» **REQUIREMENT**
Each line from the one containing "locate the italian" through the end of the records below must be repeated exactly, and no other line.

Data items:
-*-*-

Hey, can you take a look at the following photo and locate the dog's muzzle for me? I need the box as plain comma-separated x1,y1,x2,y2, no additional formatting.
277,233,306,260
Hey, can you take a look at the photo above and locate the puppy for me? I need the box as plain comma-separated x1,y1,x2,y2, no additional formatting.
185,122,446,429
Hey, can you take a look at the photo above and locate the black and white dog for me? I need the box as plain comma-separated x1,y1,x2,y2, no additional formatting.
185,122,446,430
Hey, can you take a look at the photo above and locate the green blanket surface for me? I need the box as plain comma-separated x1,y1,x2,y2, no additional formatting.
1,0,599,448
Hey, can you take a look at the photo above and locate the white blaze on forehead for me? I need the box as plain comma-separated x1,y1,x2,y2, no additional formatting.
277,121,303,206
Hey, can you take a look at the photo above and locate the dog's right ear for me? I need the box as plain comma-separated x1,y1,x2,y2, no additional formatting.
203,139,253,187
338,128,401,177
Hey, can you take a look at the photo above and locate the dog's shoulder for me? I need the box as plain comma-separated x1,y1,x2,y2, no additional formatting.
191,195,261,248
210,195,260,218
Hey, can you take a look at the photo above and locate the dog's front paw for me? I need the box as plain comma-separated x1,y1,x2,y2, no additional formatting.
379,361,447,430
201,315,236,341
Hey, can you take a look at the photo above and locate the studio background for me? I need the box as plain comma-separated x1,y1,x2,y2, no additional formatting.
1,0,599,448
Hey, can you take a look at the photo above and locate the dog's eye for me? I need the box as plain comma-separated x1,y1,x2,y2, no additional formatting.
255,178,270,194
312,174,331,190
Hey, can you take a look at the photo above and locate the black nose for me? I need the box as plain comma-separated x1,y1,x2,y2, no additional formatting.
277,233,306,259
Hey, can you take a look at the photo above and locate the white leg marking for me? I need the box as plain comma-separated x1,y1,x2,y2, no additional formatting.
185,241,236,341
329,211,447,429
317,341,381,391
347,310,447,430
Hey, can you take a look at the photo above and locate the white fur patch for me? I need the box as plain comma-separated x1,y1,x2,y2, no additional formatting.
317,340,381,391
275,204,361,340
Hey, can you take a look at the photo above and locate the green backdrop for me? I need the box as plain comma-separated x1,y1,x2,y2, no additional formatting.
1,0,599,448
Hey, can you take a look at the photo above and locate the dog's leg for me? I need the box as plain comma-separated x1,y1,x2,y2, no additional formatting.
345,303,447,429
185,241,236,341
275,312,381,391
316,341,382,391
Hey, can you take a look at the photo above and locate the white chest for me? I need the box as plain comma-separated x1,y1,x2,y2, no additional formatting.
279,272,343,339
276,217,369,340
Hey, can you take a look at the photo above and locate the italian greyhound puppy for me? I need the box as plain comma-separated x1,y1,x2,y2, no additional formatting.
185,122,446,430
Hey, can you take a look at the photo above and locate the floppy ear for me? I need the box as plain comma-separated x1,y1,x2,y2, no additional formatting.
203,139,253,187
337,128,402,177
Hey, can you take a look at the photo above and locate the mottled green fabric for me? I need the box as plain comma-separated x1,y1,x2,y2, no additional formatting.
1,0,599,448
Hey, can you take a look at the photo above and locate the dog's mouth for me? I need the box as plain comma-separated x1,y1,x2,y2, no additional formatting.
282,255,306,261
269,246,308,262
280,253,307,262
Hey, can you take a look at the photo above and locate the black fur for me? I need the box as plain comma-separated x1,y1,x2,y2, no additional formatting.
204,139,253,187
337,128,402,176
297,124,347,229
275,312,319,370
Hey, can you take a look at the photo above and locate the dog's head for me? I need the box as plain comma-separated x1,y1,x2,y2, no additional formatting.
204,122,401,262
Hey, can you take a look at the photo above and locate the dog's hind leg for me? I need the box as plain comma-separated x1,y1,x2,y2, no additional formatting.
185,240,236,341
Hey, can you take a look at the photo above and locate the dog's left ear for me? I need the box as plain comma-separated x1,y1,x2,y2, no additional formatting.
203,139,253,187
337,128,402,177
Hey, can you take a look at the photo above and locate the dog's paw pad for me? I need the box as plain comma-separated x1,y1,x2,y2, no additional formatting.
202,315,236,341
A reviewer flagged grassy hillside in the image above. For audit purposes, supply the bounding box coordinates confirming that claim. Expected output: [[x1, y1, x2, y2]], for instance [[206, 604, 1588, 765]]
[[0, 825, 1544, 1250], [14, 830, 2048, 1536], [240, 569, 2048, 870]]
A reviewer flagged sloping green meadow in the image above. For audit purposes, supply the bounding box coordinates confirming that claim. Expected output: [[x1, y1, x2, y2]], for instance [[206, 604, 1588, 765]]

-*-*-

» **ANSWER TO THIS EXERCISE**
Hey, can you take a look at the photo above and locate the italian greyhound puppy for me? I need the box as plain comma-separated x1,y1,x2,y2, no additional formatting.
185,122,446,430
Hey, can you take a look at the photo above and locate the floppy ear for me? I need the box as plain comma-separated x1,y1,x2,y2, no additional formatting.
203,139,253,187
337,128,402,177
Hey, can you take a look at the photo above and locate the mottled green fabric for me? I need the box as plain comma-separated x1,y1,x2,y2, no additional formatting.
1,0,599,448
Hey, can you take a look at the photo above and locate the dog's mouth for me? I need the box as plain comma-separated x1,y1,x2,y2, no additional formatting.
282,255,306,261
269,246,308,262
280,253,307,262
Hey, can you take a look at the photo above and locate the black fur for me? I need the box as plain comma-separated x1,y1,x2,y2, no additional formatting.
204,139,253,187
337,128,402,176
297,124,347,229
275,312,319,370
Hey, can you take a look at the photo above and locate the dog's head for me? I need the box as plain comma-separated x1,y1,x2,y2, no additional formatting.
204,122,401,262
Hey, can you take a look at the photo above and locate the dog's hind leg for me? I need the box as plain comma-separated x1,y1,x2,y2, no additional formatting.
185,240,236,341
Hey, can you take a look at the photo above and locate the dog's left ear for me? I need the box as plain comma-separated x1,y1,x2,y2, no additional formatting.
203,139,253,187
337,128,402,177
Hey, can you take a look at the photo above and locate the dog's paw pad for me? I need the box as plain comma-separated x1,y1,x2,y2, no additional formatting.
202,315,236,341
A reviewer flagged grassy hillside in the image above. For audit purposes, supply the bounding box coordinates confirming that claim. Expected output: [[x1, y1, x2, y2]], for instance [[206, 604, 1588, 765]]
[[0, 825, 1544, 1250], [14, 830, 2048, 1536], [240, 569, 2048, 870]]
A reviewer flagged sloping green meadow in the image above. For audit purposes, supply the bounding box coordinates confirming that claim. Expected output: [[x1, y1, x2, y2]], for instance [[206, 604, 1588, 765]]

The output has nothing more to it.